- Your instructions:
In every block of the material, replace "agricultural field" with "farm plot" and reproduce the lines with no other changes. Omit the pictures from the output.

- Supplied data:

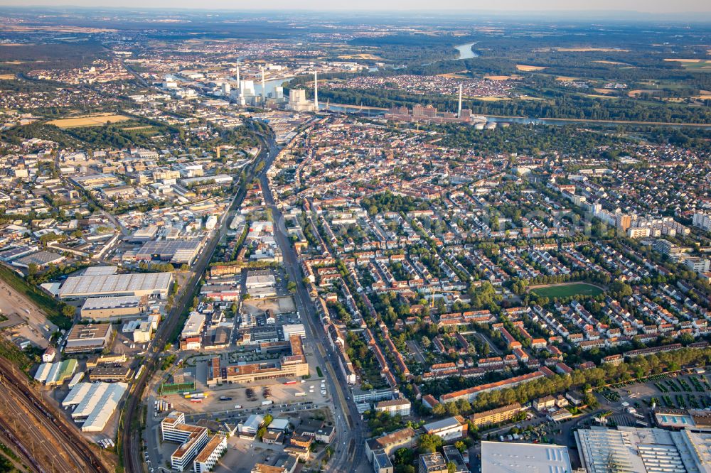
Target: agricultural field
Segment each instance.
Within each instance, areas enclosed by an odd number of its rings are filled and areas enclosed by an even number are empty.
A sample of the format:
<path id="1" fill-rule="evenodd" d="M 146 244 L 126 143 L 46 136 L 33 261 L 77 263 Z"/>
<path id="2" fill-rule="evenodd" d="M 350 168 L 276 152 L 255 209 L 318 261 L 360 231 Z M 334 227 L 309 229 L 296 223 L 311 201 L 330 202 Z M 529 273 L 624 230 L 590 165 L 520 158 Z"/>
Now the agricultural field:
<path id="1" fill-rule="evenodd" d="M 525 65 L 523 64 L 517 64 L 516 69 L 518 69 L 518 70 L 523 70 L 524 72 L 529 72 L 532 70 L 542 70 L 544 69 L 547 69 L 547 67 L 545 67 L 544 66 L 531 66 L 531 65 Z"/>
<path id="2" fill-rule="evenodd" d="M 665 59 L 668 62 L 679 62 L 684 69 L 711 72 L 711 59 Z"/>
<path id="3" fill-rule="evenodd" d="M 555 284 L 532 288 L 531 292 L 540 297 L 549 298 L 569 298 L 574 295 L 599 295 L 604 291 L 597 286 L 587 283 L 571 283 L 570 284 Z"/>
<path id="4" fill-rule="evenodd" d="M 66 129 L 69 128 L 80 128 L 82 126 L 97 126 L 105 125 L 109 123 L 118 123 L 130 120 L 131 118 L 125 115 L 114 115 L 113 114 L 102 114 L 100 115 L 89 115 L 87 116 L 77 116 L 70 119 L 58 119 L 48 121 L 48 124 L 54 125 L 59 128 Z"/>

- Result below:
Target: farm plot
Segment each instance.
Within each instance, areas enclosed by an odd number of its rings are filled and areas enclosed by an even number are empty.
A sample of the format:
<path id="1" fill-rule="evenodd" d="M 146 244 L 126 143 L 46 136 L 33 261 L 77 263 Z"/>
<path id="2" fill-rule="evenodd" d="M 350 168 L 276 152 L 255 209 L 318 261 L 360 231 Z M 334 227 L 309 229 L 296 223 L 311 201 L 330 202 Z M 529 273 L 624 230 L 590 165 L 520 158 Z"/>
Now the farm plot:
<path id="1" fill-rule="evenodd" d="M 525 65 L 523 64 L 517 64 L 516 69 L 518 69 L 518 70 L 523 70 L 524 72 L 529 72 L 532 70 L 542 70 L 544 69 L 547 69 L 547 67 L 545 67 L 544 66 L 531 66 L 531 65 Z"/>
<path id="2" fill-rule="evenodd" d="M 665 59 L 668 62 L 679 62 L 684 69 L 711 72 L 711 59 Z"/>
<path id="3" fill-rule="evenodd" d="M 555 284 L 532 288 L 531 292 L 540 297 L 549 298 L 569 298 L 574 295 L 599 295 L 604 291 L 597 286 L 587 283 L 571 283 L 570 284 Z"/>
<path id="4" fill-rule="evenodd" d="M 66 129 L 69 128 L 80 128 L 82 126 L 97 126 L 105 125 L 109 123 L 118 123 L 130 120 L 131 118 L 125 115 L 114 115 L 113 114 L 102 114 L 100 115 L 89 115 L 87 116 L 77 116 L 70 119 L 58 119 L 48 121 L 48 124 L 54 125 L 59 128 Z"/>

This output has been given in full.